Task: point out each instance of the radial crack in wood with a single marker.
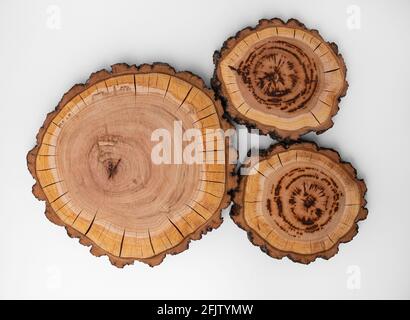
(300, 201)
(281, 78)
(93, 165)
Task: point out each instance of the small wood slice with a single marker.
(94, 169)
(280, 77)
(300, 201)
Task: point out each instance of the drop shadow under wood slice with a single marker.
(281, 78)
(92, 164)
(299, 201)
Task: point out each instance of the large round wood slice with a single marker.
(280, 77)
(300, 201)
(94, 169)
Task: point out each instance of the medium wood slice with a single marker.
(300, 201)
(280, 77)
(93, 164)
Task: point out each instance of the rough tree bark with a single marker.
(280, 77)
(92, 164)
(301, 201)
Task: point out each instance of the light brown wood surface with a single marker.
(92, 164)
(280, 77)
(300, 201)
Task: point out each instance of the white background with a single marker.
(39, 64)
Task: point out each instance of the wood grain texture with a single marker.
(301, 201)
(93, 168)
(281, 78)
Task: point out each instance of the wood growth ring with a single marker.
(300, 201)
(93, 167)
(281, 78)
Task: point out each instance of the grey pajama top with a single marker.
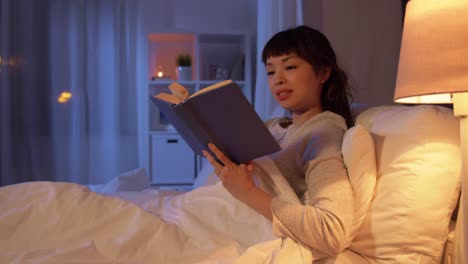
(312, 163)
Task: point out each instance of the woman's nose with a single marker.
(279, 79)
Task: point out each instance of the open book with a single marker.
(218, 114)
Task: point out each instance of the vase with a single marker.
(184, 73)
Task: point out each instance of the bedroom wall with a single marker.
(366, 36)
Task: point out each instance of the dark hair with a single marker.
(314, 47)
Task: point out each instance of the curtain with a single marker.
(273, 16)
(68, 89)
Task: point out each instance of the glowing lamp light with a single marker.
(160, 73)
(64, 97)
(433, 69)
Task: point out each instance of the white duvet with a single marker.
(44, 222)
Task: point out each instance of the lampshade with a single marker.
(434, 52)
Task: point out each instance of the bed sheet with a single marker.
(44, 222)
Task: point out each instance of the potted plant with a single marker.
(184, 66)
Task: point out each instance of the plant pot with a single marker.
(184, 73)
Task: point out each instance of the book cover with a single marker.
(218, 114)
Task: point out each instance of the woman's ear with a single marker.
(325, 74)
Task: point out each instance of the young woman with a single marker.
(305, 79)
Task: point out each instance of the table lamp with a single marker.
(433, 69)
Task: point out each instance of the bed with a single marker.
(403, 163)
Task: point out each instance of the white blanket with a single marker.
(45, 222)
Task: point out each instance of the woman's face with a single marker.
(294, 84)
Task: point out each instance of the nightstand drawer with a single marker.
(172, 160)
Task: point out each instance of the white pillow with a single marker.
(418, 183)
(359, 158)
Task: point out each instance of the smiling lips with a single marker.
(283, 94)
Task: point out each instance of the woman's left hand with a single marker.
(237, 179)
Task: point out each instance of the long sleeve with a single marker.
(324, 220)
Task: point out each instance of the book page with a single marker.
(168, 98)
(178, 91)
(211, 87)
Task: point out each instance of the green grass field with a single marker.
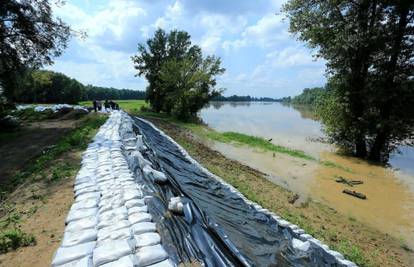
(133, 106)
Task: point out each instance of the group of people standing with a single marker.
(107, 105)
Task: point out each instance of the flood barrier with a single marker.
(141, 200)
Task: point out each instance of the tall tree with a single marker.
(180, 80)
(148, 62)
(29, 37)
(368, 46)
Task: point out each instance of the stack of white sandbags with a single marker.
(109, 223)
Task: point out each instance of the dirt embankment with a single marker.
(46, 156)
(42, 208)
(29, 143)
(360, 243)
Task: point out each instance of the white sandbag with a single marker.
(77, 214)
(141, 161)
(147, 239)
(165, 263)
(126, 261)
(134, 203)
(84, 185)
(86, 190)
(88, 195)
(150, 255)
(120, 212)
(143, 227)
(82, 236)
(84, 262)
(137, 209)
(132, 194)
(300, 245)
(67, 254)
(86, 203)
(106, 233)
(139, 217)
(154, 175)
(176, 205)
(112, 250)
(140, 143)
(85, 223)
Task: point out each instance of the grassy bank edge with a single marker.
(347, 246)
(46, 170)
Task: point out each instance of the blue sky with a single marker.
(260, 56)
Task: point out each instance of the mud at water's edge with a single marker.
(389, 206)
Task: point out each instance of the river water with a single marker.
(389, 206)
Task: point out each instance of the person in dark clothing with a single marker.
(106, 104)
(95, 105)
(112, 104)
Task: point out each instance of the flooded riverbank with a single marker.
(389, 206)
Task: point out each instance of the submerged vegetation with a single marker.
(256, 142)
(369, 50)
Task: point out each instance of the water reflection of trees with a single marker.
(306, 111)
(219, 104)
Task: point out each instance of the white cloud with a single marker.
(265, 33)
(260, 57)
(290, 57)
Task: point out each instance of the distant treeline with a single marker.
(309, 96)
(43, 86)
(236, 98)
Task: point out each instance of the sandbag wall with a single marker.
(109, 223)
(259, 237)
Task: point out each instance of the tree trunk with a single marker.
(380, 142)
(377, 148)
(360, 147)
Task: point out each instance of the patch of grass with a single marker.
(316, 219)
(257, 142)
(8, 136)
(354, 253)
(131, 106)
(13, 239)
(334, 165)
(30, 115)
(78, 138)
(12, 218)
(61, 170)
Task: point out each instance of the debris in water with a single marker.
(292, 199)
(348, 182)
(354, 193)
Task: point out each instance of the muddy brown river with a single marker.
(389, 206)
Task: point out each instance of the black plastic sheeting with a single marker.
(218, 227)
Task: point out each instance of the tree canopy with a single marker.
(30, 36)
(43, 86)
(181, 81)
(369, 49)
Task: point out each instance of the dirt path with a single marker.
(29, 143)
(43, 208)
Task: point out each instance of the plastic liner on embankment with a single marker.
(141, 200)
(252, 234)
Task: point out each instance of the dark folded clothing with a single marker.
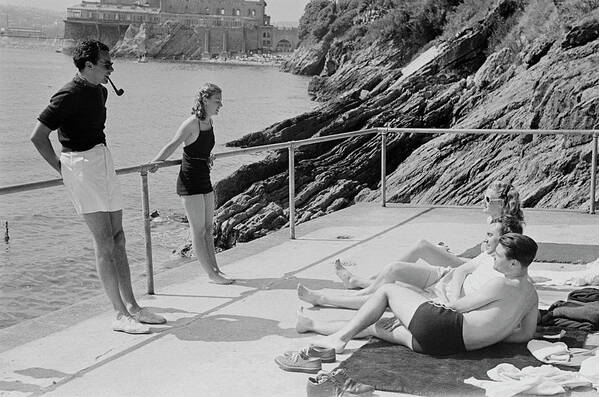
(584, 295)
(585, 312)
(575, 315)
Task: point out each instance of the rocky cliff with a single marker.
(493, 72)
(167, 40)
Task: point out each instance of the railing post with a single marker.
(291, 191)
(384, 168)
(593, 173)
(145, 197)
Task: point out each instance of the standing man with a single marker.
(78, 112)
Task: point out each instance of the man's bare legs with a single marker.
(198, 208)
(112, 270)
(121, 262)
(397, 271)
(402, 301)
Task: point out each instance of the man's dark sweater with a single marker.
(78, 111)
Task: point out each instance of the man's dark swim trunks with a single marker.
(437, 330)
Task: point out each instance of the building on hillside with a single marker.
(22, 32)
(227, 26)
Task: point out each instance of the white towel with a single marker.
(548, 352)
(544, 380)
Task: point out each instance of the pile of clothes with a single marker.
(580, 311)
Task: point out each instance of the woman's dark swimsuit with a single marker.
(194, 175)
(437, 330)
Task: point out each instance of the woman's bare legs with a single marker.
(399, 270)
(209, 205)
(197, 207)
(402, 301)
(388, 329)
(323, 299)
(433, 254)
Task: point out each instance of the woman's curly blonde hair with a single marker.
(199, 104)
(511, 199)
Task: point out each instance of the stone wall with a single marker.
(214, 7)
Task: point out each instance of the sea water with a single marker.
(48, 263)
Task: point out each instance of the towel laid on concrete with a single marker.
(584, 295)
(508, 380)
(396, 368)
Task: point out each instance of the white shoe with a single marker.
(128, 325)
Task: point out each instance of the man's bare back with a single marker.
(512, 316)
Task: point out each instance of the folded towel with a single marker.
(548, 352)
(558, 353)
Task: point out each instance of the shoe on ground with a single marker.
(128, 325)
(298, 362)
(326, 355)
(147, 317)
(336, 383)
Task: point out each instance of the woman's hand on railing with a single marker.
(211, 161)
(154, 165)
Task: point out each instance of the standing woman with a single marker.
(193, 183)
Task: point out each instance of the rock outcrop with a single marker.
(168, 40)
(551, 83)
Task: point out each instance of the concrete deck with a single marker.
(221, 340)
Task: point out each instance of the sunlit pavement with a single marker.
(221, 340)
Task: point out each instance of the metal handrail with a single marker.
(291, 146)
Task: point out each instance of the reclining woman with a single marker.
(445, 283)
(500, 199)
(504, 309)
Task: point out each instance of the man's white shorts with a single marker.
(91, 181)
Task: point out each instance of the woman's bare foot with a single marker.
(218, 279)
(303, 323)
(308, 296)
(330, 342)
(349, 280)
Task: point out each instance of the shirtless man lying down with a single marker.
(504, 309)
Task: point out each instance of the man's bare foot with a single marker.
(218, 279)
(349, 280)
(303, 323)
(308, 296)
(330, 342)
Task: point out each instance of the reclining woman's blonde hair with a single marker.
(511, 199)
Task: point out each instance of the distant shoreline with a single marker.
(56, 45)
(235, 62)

--

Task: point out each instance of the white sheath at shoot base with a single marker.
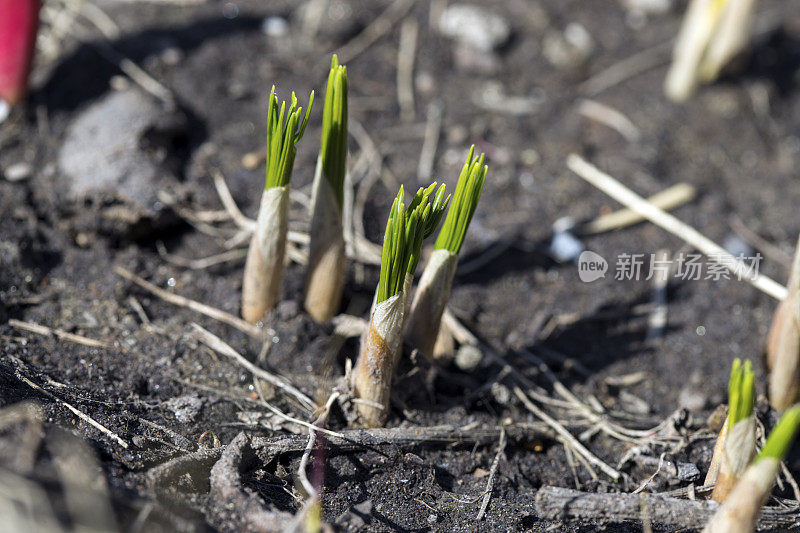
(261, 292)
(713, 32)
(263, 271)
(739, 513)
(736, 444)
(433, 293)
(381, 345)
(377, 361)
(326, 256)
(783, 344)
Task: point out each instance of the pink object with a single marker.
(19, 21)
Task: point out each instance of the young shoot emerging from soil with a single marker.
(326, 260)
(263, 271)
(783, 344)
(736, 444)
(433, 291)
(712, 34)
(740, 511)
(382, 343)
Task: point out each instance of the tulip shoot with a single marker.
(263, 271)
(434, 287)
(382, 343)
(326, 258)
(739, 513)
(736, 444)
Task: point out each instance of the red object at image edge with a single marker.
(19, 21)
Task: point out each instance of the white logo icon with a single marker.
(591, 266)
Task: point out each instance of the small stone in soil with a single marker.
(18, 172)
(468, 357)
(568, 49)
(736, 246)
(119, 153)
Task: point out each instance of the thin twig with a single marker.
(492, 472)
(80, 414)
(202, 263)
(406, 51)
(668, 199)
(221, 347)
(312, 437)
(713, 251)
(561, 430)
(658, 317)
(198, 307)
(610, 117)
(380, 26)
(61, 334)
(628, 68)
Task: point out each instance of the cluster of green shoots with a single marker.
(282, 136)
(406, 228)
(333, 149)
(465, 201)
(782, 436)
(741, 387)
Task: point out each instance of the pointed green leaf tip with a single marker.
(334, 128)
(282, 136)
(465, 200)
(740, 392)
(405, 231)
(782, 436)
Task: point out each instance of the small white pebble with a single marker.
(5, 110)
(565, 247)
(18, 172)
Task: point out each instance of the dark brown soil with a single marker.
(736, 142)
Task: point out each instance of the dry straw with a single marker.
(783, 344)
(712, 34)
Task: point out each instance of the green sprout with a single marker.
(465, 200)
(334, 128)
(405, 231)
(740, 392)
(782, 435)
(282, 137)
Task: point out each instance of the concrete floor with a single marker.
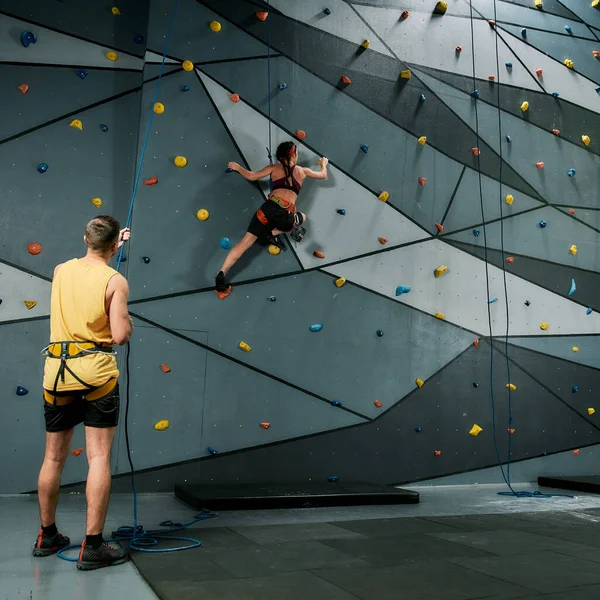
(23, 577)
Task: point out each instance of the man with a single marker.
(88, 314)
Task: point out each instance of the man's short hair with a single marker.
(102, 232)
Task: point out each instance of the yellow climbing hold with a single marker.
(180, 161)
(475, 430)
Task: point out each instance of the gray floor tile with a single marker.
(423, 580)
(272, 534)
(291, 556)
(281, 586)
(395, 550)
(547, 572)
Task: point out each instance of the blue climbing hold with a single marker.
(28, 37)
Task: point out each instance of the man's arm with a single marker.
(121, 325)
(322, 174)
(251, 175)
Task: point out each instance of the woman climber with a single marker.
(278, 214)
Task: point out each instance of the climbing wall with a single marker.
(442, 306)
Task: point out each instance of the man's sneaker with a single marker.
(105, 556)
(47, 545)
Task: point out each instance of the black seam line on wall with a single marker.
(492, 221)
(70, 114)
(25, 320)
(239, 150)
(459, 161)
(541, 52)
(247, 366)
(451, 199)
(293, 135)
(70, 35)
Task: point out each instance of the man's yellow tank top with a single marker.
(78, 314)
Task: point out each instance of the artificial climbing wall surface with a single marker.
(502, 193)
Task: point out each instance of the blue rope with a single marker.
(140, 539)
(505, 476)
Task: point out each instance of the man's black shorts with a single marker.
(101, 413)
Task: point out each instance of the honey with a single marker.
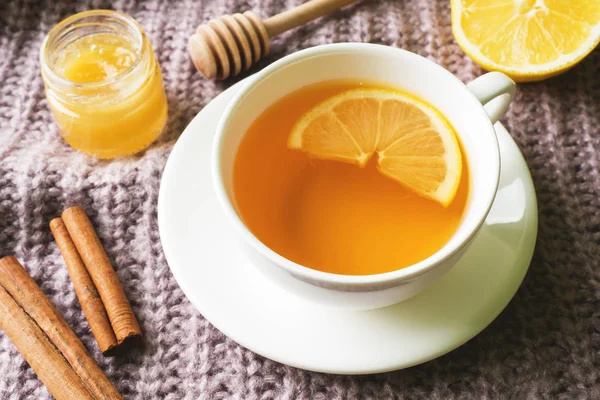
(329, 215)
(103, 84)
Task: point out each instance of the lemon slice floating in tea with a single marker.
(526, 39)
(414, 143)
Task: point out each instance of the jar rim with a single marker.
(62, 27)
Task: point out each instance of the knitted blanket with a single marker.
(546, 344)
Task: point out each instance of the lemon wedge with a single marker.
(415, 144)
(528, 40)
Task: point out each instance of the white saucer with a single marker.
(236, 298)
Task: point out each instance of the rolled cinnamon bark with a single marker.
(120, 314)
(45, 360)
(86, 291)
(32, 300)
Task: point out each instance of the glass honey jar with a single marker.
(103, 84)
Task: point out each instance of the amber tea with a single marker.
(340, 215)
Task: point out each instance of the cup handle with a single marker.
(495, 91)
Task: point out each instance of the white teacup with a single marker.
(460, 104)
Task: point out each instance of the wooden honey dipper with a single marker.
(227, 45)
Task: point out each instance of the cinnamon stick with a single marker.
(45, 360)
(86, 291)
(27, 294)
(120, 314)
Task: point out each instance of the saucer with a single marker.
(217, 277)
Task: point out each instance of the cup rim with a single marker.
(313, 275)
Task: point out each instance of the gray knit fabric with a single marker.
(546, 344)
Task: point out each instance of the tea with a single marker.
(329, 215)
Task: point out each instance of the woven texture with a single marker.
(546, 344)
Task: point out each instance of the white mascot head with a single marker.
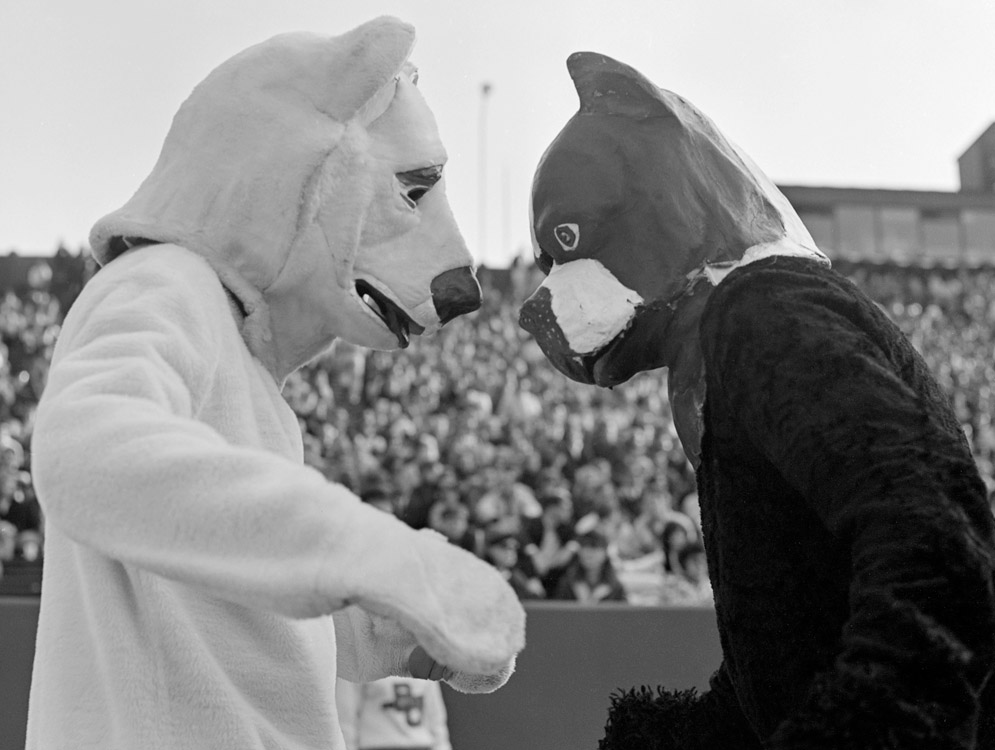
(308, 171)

---

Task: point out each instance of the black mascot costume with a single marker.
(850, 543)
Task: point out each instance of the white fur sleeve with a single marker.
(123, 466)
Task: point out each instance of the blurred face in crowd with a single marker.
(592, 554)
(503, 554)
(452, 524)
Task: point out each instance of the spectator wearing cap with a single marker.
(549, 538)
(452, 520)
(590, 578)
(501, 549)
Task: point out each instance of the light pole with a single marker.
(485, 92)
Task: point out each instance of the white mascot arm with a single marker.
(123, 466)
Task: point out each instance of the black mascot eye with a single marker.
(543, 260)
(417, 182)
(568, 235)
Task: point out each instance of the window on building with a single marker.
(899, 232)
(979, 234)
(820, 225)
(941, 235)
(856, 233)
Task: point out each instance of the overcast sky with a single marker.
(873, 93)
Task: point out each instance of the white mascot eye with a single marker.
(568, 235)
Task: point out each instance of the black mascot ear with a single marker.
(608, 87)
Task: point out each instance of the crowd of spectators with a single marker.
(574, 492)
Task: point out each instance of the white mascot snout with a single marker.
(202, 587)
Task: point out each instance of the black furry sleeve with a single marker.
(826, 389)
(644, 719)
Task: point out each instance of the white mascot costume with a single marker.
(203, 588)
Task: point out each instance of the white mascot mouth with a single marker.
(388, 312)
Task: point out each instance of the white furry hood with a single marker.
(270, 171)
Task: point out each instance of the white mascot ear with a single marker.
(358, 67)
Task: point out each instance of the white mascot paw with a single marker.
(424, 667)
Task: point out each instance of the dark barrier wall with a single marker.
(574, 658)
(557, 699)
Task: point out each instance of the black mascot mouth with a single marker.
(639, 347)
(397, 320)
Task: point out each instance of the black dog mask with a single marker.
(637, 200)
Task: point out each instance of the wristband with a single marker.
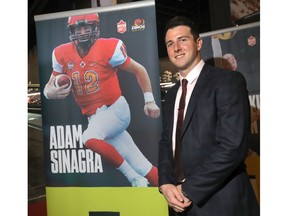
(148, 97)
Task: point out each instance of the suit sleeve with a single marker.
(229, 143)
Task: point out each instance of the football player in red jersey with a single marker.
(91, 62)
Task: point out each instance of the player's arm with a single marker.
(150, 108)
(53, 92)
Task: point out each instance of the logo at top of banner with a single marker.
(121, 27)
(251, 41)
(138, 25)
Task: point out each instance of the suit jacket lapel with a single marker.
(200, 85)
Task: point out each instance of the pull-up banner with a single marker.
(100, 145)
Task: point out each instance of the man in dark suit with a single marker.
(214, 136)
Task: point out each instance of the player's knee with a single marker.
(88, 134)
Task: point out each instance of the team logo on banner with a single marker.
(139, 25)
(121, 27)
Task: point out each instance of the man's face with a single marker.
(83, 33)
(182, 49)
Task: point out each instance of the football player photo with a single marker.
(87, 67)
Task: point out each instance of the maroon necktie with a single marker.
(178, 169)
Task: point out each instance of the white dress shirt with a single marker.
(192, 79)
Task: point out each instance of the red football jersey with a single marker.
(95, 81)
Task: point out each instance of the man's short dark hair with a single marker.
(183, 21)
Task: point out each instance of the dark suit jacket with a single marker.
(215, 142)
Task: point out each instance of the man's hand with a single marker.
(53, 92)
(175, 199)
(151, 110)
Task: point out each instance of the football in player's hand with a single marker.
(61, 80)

> Your goal:
Find every line in the data above that contains the word "embankment" and copy each one in full.

> Result below:
Task: point out each instance of the dirt embankment with a single marker.
Task: point out each instance of the plastic liner on embankment with a single marker.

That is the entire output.